My sincere apologies if anything I wrote implied that the deMeglio mandolins were not made in Naples. I was not suggesting that at all, but raising the possibility that the 'deMeglio' brand might well have been a marketing idea by a British wholesaler rather than simply a Neapolitan family, who may or may not have built mandolins. Other than the crest of the House of Savoy on the mandolin label, little evidence has been offered of any connection between the De Meglio brand and Italian royalty in the late 19th century, and as you pointed out before, falsely claiming a royal warrant for your products could get you into trouble. An alternative explanation is that de Meglio labels were added in Britain to impress potential customers. Just an idea which sort of fits the sparse information available.

As Mick pointed out there could be an interesting few months trawling through archives in Italy to find out more about Italian mandolin building.

By the way, do you have a name? It seems silly to address you as MandolinoNapoletano all the time

cheers

graham

----------


## billkilpatrick

i'm reminded of those gold medalions you sometime see printed on the label of cigars and bottled mineral water, from around the turn of the last century ... "gran prix, exposition de havana, 1903."

Records —
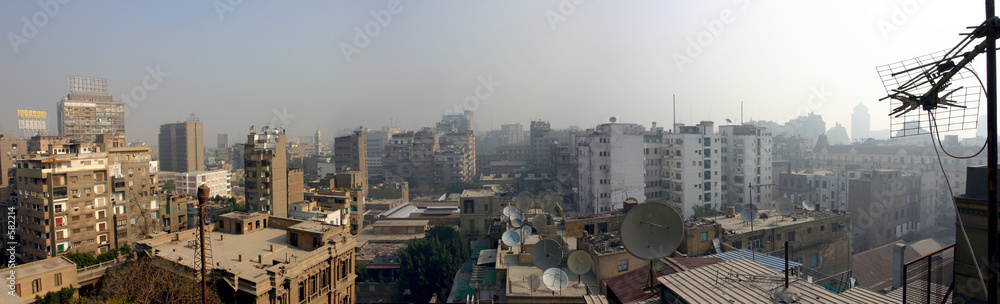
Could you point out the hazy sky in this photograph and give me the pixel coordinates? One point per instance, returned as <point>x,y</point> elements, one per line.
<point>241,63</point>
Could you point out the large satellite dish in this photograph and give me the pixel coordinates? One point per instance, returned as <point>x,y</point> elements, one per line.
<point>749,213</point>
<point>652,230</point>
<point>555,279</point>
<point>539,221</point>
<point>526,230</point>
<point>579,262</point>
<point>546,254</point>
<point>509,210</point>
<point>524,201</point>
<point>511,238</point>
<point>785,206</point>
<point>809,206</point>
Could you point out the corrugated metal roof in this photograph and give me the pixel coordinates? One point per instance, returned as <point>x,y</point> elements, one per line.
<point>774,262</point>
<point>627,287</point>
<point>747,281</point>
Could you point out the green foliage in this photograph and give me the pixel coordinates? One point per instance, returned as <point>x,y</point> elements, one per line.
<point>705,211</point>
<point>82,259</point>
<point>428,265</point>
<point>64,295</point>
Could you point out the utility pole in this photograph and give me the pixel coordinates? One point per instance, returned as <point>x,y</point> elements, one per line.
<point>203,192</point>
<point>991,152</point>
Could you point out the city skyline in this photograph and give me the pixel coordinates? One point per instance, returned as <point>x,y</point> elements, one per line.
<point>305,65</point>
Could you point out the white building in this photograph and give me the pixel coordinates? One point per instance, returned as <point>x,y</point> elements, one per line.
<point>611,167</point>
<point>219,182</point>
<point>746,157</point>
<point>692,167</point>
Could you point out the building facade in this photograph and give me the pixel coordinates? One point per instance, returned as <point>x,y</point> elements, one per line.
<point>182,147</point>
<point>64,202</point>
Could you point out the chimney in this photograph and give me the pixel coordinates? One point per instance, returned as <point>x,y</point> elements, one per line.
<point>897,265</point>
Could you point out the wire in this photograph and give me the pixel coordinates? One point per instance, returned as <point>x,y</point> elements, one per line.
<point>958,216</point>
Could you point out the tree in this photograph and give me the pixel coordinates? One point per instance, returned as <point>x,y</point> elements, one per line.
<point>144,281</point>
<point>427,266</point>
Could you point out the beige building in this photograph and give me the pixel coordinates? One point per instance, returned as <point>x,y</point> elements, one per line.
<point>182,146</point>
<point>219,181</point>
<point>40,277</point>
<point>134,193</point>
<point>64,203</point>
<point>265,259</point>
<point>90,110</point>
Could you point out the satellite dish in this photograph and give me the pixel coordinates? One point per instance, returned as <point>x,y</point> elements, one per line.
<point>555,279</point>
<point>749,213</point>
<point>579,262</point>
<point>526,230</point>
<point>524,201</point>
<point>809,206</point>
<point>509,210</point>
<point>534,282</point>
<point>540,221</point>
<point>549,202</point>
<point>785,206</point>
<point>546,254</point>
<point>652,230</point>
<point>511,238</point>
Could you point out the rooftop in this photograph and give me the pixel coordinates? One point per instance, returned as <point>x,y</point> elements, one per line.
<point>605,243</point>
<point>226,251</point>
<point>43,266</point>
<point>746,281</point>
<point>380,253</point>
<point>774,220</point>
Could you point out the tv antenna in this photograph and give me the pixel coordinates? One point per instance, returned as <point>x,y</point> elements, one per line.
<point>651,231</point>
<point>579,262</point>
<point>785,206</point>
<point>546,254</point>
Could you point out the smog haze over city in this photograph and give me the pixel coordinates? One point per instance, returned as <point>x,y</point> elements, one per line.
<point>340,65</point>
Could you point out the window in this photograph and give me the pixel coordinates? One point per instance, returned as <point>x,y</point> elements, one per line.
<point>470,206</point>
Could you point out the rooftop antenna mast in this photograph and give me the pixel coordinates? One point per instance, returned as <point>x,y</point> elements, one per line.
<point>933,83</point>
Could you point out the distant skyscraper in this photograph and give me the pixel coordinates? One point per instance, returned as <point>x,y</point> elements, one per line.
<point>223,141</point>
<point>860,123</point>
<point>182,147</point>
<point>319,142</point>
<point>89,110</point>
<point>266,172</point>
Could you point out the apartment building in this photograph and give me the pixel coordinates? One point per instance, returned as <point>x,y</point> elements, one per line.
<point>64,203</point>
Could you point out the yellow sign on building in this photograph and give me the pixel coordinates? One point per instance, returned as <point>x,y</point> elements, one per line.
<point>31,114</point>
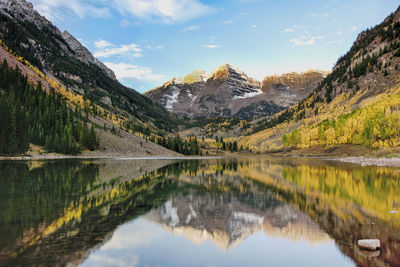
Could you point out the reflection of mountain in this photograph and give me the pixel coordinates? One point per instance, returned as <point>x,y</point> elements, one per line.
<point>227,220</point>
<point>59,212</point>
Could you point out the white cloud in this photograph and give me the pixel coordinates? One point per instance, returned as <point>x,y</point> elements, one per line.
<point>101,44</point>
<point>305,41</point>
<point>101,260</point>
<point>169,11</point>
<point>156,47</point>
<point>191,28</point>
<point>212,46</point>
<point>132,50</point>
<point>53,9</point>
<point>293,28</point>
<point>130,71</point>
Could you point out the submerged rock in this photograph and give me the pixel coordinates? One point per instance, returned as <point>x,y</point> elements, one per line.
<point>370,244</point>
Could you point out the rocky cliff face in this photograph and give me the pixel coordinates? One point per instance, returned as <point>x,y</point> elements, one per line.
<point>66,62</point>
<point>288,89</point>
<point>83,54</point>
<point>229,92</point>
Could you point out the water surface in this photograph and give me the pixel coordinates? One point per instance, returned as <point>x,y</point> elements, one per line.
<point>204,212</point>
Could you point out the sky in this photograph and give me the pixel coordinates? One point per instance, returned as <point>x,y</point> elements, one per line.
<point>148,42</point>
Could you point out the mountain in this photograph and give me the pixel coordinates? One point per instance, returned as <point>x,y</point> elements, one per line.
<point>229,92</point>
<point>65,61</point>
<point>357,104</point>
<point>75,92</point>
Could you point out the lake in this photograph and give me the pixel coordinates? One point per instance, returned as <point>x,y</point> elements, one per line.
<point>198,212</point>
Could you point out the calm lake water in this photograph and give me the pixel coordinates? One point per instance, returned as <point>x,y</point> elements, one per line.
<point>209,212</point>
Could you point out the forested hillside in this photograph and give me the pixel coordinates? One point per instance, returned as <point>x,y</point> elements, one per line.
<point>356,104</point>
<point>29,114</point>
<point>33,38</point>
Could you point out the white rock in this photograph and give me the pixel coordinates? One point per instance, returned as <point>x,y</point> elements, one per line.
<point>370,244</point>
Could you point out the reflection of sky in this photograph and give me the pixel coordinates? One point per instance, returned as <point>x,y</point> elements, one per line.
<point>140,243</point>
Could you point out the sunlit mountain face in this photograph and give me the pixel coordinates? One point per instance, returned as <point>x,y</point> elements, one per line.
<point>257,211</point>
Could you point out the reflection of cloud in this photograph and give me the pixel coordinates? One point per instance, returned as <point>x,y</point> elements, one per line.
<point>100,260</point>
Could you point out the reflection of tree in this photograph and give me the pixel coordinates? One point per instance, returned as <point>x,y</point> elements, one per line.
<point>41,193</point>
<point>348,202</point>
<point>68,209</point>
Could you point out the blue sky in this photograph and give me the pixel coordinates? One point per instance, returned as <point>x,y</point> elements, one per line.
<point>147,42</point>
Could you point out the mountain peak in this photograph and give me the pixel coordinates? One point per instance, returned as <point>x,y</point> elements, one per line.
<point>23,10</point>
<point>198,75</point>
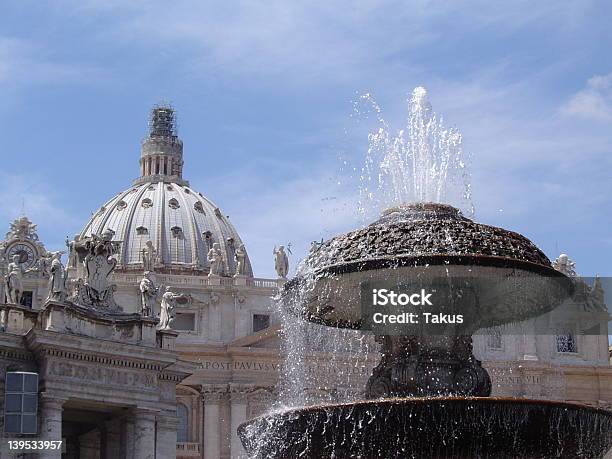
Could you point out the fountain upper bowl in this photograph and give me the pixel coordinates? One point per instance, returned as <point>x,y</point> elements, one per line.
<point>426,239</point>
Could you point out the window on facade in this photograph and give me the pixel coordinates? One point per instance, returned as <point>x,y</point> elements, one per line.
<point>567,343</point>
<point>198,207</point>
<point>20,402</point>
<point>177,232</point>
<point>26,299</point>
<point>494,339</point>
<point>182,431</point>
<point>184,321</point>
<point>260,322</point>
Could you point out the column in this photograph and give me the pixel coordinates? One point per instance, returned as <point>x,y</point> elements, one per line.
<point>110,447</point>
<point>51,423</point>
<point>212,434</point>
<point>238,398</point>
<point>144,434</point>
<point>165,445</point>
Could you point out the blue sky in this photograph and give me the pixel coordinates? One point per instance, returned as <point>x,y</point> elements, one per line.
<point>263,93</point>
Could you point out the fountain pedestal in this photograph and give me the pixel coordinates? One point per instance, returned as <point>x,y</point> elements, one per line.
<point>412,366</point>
* * *
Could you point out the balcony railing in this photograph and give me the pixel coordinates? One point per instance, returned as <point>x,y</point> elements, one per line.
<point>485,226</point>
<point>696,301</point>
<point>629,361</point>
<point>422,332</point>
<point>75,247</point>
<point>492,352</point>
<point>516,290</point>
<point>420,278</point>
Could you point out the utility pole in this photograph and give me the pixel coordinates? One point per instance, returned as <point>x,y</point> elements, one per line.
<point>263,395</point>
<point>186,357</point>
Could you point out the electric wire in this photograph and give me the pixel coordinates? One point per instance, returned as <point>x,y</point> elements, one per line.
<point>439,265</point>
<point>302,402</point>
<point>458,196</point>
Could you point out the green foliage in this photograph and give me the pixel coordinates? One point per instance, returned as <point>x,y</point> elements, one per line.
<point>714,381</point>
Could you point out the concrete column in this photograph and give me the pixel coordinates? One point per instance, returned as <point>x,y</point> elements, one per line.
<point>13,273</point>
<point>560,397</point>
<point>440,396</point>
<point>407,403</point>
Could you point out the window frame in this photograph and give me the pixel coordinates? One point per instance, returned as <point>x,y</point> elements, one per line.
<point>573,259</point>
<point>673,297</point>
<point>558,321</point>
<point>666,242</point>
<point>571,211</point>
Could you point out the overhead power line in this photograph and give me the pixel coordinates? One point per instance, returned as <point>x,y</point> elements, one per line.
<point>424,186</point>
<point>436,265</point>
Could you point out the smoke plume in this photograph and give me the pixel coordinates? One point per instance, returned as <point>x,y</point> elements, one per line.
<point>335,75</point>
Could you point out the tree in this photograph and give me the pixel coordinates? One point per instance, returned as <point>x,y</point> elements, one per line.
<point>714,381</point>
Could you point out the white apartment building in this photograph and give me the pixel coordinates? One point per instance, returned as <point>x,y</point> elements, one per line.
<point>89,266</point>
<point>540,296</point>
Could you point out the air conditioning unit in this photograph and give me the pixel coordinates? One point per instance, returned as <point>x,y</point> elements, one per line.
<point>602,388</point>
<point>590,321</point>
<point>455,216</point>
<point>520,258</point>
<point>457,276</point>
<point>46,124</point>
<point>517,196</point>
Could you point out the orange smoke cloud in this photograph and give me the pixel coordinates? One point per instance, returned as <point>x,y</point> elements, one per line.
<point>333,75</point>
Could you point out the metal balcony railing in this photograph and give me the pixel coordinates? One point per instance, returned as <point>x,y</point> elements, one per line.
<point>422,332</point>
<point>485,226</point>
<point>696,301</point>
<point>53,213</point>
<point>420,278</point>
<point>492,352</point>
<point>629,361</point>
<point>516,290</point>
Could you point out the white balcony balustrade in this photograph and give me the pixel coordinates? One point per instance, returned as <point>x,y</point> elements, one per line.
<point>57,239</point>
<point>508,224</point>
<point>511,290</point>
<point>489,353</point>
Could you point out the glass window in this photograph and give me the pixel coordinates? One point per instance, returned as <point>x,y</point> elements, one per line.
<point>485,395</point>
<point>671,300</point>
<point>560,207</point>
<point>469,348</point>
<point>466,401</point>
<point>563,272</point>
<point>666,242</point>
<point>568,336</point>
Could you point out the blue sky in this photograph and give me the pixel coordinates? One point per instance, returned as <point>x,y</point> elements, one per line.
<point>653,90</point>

Problems to solve —
A. List every personal name or username that appears in the mandolin forum thread.
B. According to the mandolin forum thread, what crest appears on the mandolin label?
Answer from the mandolin forum thread alone, not from the entries.

Answers by task —
A. Mick, MandolinoNapoletano, graham, billkilpatrick

B. The crest of the House of Savoy.